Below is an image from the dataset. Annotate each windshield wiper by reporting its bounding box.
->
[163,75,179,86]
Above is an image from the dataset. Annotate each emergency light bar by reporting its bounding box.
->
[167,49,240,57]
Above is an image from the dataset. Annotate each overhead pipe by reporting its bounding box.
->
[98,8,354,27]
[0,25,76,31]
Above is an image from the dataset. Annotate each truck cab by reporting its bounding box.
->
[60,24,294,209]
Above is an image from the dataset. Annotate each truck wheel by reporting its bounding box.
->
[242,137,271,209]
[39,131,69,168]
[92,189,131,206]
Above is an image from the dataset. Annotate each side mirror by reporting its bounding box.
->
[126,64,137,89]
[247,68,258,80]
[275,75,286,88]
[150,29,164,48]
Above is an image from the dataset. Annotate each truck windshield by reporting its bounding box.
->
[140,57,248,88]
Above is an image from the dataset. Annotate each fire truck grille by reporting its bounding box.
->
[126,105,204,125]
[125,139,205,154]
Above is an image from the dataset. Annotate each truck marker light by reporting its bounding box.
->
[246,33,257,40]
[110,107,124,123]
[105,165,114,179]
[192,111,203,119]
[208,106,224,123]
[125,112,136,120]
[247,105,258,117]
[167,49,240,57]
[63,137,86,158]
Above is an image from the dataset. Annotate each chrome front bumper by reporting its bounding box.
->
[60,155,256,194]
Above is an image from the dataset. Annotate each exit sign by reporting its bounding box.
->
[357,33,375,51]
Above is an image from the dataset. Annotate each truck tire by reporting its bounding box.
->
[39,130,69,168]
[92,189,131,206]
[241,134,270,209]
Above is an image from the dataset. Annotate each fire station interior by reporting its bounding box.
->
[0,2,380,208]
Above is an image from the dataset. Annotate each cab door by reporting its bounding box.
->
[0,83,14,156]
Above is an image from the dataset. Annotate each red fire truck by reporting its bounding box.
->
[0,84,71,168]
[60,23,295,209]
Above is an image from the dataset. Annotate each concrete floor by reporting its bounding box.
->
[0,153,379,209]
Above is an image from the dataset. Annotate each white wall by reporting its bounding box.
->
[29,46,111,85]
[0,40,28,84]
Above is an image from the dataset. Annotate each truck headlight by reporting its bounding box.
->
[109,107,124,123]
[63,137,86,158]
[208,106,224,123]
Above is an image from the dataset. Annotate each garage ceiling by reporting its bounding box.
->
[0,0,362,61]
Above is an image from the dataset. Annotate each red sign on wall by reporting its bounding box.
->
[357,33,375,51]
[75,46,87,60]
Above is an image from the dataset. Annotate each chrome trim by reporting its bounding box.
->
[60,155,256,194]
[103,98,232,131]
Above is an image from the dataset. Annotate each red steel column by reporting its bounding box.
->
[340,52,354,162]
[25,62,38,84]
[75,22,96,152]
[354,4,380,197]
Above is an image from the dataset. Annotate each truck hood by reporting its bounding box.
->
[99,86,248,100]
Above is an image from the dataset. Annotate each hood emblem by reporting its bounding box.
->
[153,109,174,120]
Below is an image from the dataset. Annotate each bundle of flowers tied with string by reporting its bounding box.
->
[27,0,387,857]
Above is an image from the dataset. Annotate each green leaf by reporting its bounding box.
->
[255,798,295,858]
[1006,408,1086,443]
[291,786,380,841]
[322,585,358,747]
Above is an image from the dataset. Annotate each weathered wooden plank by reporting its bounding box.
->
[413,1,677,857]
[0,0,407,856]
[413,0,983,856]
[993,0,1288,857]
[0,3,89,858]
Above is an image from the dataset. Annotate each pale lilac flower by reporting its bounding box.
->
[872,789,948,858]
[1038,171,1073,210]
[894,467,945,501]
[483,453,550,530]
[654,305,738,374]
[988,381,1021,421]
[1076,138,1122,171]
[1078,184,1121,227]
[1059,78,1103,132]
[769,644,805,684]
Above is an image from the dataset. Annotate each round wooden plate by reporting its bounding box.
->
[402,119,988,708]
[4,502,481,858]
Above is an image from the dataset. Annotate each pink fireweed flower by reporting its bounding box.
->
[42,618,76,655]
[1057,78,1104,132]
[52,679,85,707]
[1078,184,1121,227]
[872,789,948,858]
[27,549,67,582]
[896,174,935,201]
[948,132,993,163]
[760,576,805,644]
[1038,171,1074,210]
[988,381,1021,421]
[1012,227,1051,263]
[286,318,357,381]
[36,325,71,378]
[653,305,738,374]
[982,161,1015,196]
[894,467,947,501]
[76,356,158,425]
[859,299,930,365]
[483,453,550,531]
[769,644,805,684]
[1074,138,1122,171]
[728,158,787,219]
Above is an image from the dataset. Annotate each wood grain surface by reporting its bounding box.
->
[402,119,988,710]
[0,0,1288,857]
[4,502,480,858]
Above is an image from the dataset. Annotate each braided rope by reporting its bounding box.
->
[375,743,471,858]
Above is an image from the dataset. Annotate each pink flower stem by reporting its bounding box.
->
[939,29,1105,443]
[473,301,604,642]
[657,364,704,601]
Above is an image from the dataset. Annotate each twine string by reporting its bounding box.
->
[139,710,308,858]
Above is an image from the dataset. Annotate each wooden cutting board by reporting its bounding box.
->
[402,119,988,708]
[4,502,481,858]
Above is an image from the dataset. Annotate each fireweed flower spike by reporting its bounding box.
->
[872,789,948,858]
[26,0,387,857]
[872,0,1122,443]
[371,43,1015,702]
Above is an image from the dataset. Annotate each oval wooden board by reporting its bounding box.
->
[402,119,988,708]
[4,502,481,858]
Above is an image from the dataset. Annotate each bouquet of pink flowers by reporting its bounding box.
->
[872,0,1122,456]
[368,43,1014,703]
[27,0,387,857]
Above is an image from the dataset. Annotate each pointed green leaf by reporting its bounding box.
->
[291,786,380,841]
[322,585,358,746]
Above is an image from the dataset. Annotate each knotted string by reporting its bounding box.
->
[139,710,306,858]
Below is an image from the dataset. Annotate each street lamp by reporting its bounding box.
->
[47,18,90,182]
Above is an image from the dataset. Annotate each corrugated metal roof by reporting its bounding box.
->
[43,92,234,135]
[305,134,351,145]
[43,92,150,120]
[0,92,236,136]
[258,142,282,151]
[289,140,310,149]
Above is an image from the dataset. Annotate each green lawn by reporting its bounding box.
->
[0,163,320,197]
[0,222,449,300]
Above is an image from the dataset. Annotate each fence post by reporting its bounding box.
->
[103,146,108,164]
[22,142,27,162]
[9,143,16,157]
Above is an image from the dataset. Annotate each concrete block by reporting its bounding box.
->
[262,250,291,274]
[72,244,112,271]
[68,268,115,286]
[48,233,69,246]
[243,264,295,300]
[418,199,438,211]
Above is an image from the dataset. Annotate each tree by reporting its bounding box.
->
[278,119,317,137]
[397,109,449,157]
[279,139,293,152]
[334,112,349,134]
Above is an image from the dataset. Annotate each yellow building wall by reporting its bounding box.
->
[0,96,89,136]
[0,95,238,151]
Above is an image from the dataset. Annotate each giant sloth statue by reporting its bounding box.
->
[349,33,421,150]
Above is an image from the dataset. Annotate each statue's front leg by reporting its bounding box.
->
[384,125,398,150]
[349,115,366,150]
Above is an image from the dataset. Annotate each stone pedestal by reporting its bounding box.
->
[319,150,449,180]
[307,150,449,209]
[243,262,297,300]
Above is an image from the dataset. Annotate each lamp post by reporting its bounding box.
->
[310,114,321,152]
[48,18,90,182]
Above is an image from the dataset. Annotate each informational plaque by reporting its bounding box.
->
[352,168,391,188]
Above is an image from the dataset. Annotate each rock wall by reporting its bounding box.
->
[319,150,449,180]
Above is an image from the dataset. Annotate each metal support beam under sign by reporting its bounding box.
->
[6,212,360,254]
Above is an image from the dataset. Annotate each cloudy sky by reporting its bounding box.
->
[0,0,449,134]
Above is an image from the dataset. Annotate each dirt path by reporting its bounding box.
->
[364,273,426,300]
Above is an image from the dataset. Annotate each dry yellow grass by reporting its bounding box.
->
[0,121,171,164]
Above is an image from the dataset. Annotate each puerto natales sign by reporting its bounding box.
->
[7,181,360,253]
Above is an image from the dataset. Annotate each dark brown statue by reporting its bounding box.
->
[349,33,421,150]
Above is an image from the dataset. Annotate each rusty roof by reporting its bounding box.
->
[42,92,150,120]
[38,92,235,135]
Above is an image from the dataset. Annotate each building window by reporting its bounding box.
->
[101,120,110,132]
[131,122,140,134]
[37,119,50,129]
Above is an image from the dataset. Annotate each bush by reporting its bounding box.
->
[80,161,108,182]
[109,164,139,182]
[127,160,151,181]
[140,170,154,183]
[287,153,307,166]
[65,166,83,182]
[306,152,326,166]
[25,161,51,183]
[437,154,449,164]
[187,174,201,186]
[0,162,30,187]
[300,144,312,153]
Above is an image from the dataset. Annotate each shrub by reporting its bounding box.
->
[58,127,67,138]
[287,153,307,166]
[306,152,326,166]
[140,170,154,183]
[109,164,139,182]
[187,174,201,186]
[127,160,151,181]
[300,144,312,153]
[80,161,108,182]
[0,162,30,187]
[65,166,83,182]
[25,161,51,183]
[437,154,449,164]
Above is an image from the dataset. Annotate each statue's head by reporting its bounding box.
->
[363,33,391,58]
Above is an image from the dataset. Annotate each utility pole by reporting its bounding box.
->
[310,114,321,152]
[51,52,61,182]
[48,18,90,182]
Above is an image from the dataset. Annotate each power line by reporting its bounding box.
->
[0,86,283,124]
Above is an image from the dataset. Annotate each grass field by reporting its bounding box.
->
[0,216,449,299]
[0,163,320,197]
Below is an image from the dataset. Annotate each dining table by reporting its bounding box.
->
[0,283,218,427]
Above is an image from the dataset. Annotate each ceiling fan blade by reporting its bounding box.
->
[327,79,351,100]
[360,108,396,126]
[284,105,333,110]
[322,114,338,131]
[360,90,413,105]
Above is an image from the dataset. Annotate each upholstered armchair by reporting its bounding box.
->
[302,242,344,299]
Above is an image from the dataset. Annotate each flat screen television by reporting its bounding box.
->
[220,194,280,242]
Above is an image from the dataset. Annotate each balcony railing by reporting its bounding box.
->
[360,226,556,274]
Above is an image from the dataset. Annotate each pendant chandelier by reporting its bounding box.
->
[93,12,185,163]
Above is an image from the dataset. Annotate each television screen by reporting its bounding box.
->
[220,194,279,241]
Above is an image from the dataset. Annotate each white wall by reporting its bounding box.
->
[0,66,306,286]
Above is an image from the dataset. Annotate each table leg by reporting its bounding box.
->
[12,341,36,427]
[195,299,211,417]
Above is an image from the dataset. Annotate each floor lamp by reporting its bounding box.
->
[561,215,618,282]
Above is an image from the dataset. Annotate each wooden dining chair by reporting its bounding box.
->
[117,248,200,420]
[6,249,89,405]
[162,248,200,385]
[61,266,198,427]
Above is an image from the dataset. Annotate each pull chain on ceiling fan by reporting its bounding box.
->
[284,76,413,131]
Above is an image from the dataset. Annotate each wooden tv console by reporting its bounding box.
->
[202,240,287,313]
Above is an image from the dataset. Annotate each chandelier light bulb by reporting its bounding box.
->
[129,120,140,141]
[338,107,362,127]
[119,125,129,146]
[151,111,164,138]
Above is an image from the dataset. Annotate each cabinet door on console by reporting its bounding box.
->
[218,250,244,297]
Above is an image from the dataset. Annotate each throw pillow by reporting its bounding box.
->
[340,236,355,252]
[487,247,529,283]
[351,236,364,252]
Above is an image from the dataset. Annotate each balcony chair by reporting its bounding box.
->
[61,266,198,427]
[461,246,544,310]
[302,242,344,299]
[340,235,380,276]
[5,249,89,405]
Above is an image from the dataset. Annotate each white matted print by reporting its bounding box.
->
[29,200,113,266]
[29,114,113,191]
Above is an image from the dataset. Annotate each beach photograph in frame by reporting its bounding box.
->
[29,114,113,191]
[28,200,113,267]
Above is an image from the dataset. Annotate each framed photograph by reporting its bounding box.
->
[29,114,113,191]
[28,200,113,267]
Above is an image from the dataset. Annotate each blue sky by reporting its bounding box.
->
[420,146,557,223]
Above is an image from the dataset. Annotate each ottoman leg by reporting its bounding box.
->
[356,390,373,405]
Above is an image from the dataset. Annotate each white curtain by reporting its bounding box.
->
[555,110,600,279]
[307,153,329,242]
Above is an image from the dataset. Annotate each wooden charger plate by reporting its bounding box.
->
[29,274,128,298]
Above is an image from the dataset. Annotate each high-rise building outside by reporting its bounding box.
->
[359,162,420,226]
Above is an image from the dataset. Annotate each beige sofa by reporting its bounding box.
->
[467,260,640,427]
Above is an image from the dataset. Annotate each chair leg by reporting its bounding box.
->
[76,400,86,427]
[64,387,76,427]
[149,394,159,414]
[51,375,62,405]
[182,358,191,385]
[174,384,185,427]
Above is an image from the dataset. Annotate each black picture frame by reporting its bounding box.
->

● ● ● ●

* **What to do**: Above are the records; copy exactly the lines from the one with "Above is an image from the dataset. Annotate each white matted" through the final line.

* **Reply to the task**:
Above is an image from the dataset. Annotate each white matted print by reporting its bounding box.
->
[29,200,113,266]
[29,114,113,191]
Above is an image from the dataset. Annotate each beach photograph in frame by reporting its bounding box.
->
[29,114,113,191]
[28,200,113,267]
Above is an image from the dataset. Annotate each framed photograph by reporting its bounding box.
->
[29,114,113,191]
[28,200,113,267]
Above is an image from the dataset. Annotate each blue sky by reporting its bounding box.
->
[420,146,557,223]
Above is an image from the dataset. Annotate each ottoman leg by reporting its bounding box.
->
[356,390,373,405]
Above is an image from the dataset. Annotate each white curtain by reporting its bounding box.
->
[555,110,600,279]
[307,153,329,242]
Above is an image from the dataset. Annotate each wooden charger plate by reporting its bounding box.
->
[29,274,128,298]
Above is an image from the dataset. Annotate each high-rise building outside by reporting its bounding box.
->
[359,162,420,226]
Above is an image from the dataset. Annotate each beige sofa by reporting its bounding box.
->
[467,260,640,427]
Above is an image from the dataset. Annotate each chair leg by reporting its bounding box.
->
[76,400,86,427]
[64,387,76,427]
[149,394,159,414]
[51,375,62,405]
[182,358,191,385]
[174,384,185,427]
Above is an image from the dataset. Annotate each black picture frame by reporting its bounding box.
->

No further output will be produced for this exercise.